● TASK GOAL: Look in the material below for the line holding "Practice step: point at the black". Set it down exactly, with each later line up to and including the line holding "Practice step: point at the green".

(DATA RECORDS)

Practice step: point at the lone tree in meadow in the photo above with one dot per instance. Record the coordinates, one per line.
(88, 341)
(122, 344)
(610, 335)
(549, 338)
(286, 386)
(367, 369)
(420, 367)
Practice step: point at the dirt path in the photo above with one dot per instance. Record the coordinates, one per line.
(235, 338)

(End DATA RECORDS)
(DATA RECORDS)

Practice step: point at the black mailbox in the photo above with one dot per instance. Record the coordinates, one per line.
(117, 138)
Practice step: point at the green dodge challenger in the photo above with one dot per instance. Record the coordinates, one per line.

(End DATA RECORDS)

● ANSWER SPACE:
Practice step: point at the black mailbox in the photo above with one dot per instance. Record the coordinates, one per line.
(117, 138)
Practice step: point at the green dodge challenger in the photo above with one dot per instance. Record the coordinates, one per line.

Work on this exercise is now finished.